Passage shown ::
——

Updated on August 10, 2019
Rodric29 profile image

Sometimes writers distance themselves from religious subjects when writing. Religion is still taboo to speak about. Read about it instead.

Ever question the sanity of someone of significant importance after hearing something antithetical to reason leave his or her lips? Years ago, my mother-in-law as a child was a true believer in Santa Claus like most children her age. Each year she waited for the gifts that Santa would bring on her best behavior until the day she discovered that the White man in the red suit was an invention of the Coca-cola company, a figurehead for the true Santa: her mother and father!

Reeling in disappointment, Mom declared, "Adults ain't nothing but a bunch of damn liars!" She determined to question everything they told her from that moment on.

Reasoning as a child, Mom did not have the understanding that Santa was an idea that helped children behave better. She did not comprehend that one day that she would grow to adulthood with the privilege to pass on this cultural phenomenon to her children. Honesty as her shield to inoculate her children from disappointment, Mom never taught them to believe in Santa.

My mother, also disappointed in not receiving the things she asked of Santa in her youth taught her kids, "I'm yo Santa Claus. I wish a White man would come down my chimney talking about bringing me some presents now, hmph!"

For these two women, being deceived into believing one way while the truth was another caused a break in cultural continuity. Their children felt left out growing up as the other children believed in Santa and even deified them secretly hoping their mothers were wrong. (I know. I was one of them.)

——

Challenge 1 ::
Update the records from the line containing "trace drainpipe" down to the end of the records, replacing "rear windshield" with "back window" and leaving everything else unchanged. Return only those lines.

Stored rows ::
——

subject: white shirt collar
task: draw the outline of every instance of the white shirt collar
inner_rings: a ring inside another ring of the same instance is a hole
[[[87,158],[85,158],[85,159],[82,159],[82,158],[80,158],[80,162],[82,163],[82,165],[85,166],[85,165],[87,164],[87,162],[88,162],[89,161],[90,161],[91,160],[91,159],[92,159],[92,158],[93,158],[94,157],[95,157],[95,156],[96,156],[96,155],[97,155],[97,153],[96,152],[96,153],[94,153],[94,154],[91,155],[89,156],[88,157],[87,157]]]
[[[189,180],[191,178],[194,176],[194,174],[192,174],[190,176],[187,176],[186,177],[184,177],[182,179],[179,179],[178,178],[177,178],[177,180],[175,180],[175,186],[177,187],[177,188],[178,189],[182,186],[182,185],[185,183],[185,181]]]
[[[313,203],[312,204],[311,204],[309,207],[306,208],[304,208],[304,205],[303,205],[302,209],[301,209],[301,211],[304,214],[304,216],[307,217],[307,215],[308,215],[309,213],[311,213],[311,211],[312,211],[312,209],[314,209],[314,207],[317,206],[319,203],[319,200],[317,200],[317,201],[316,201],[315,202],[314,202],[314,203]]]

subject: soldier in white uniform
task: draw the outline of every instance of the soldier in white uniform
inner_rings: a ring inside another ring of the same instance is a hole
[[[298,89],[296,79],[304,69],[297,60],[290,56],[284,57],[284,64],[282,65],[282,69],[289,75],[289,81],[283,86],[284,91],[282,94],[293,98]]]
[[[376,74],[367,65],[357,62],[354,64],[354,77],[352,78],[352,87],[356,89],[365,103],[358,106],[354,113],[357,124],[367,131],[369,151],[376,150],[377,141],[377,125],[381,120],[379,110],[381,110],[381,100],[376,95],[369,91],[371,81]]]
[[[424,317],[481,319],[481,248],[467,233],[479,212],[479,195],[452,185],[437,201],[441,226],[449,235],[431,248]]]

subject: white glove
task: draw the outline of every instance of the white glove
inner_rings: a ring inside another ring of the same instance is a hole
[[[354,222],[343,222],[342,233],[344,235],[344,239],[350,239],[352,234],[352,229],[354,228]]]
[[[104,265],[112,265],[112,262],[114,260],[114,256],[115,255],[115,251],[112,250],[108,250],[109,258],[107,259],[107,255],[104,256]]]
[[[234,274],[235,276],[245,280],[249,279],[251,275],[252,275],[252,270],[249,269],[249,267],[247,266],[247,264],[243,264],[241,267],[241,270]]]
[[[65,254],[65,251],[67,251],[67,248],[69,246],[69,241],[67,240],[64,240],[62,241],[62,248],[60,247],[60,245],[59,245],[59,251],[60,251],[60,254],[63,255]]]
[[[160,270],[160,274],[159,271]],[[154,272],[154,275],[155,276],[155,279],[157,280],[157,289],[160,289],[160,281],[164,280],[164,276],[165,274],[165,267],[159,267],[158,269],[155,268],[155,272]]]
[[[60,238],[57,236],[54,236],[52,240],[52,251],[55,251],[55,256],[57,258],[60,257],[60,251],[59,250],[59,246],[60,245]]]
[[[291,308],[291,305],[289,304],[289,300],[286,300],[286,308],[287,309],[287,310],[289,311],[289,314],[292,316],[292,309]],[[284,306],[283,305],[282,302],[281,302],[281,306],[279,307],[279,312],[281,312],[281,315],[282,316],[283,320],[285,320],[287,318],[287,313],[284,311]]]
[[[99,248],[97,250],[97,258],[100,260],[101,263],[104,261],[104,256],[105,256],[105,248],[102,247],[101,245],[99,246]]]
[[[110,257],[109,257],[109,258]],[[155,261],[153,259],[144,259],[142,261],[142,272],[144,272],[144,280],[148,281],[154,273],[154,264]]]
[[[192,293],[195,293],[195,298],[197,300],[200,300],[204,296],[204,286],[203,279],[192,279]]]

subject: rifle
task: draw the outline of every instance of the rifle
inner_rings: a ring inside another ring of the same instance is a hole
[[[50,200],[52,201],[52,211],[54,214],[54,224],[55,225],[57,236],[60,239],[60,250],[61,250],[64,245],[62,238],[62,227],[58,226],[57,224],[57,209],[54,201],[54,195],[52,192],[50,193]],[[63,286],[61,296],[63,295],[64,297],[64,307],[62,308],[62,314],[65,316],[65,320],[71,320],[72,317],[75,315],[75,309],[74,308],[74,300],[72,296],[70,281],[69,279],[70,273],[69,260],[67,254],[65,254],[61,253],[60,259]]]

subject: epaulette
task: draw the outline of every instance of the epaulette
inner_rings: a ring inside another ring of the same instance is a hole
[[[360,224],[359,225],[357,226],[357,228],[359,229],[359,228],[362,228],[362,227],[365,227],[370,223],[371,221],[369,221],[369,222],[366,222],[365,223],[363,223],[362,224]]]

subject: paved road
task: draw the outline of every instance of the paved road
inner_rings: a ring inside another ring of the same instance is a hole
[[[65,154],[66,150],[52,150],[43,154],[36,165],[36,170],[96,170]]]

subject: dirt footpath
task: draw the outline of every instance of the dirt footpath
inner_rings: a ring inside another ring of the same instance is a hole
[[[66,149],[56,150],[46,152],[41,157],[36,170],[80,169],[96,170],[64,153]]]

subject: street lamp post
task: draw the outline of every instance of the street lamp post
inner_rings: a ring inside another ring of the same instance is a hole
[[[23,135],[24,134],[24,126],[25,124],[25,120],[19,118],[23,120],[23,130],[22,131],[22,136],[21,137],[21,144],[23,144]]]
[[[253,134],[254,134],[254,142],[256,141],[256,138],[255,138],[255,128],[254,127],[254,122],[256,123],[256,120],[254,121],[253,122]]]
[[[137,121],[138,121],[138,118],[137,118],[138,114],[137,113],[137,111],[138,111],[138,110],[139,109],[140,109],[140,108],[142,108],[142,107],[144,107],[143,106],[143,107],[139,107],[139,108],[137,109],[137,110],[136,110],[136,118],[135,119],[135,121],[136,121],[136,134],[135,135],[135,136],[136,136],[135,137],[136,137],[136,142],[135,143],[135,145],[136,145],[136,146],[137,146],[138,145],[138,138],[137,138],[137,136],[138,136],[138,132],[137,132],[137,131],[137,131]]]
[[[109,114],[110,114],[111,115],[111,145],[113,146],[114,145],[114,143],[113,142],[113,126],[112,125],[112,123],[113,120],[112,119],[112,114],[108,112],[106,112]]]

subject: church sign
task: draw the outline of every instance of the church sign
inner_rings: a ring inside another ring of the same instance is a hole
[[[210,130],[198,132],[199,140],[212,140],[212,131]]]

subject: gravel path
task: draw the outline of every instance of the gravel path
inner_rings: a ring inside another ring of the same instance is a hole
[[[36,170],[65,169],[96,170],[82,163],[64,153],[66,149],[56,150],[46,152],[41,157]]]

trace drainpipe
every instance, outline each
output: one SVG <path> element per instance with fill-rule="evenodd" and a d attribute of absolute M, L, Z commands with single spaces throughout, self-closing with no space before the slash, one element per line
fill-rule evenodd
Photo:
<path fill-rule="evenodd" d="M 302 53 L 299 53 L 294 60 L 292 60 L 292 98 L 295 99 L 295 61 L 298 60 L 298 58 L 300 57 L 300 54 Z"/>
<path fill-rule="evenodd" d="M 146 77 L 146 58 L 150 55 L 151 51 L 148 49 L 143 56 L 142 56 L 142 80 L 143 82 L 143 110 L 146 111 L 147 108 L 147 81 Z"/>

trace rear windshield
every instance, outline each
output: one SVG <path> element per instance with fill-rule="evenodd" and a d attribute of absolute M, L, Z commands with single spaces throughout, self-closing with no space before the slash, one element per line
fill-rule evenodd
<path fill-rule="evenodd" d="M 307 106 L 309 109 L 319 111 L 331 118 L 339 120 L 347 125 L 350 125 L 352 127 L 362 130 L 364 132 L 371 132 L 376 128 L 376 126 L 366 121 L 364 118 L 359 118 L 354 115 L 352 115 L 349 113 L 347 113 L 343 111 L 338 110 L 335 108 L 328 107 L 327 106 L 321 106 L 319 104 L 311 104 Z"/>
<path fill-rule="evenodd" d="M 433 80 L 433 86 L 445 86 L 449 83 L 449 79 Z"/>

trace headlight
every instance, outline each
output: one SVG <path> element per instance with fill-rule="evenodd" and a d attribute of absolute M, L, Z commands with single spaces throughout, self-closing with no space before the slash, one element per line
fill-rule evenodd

——

Challenge 2 ::
Based on the Santa Claus passage, answer yes or no to each statement and quote the words that decide it. (a) As a child, the mother-in-law learned that the man in the red suit was an invention of the Coca-cola company. (b) The mother-in-law taught her children to believe in Santa. (c) The passage says religion is no longer taboo to speak about.

Solution 1 ::
trace drainpipe
every instance, outline each
output: one SVG <path> element per instance with fill-rule="evenodd" and a d attribute of absolute M, L, Z commands with single spaces throughout, self-closing with no space before the slash, one element per line
fill-rule evenodd
Photo:
<path fill-rule="evenodd" d="M 302 53 L 299 53 L 294 60 L 292 60 L 292 98 L 295 99 L 295 61 L 298 60 L 298 58 L 300 57 L 300 54 Z"/>
<path fill-rule="evenodd" d="M 146 77 L 146 58 L 150 55 L 151 51 L 148 49 L 143 56 L 142 56 L 142 80 L 143 82 L 143 110 L 146 111 L 147 108 L 147 81 Z"/>

trace back window
every instance, outline each
output: one SVG <path> element per instance with fill-rule="evenodd" and a d attribute of absolute M, L, Z commands with single spaces throughout, self-closing with no space before the slash, one element per line
fill-rule evenodd
<path fill-rule="evenodd" d="M 307 106 L 309 109 L 319 111 L 331 118 L 339 120 L 347 125 L 350 125 L 352 127 L 362 130 L 364 132 L 371 132 L 376 128 L 376 126 L 366 121 L 364 118 L 359 118 L 354 115 L 352 115 L 349 113 L 347 113 L 343 111 L 338 110 L 335 108 L 328 107 L 327 106 L 321 106 L 319 104 L 311 104 Z"/>
<path fill-rule="evenodd" d="M 433 80 L 433 86 L 445 86 L 449 83 L 449 79 Z"/>

trace headlight
every instance, outline each
output: one SVG <path> element per instance with fill-rule="evenodd" and a d attribute of absolute M, L, Z commands with single spaces throughout, self-closing with no space before the slash, one element per line
fill-rule evenodd

Solution 2 ::
(a) Yes: "the White man in the red suit was an invention of the Coca-cola company"
(b) No: "Mom never taught them to believe in Santa."
(c) No: "Religion is still taboo to speak about."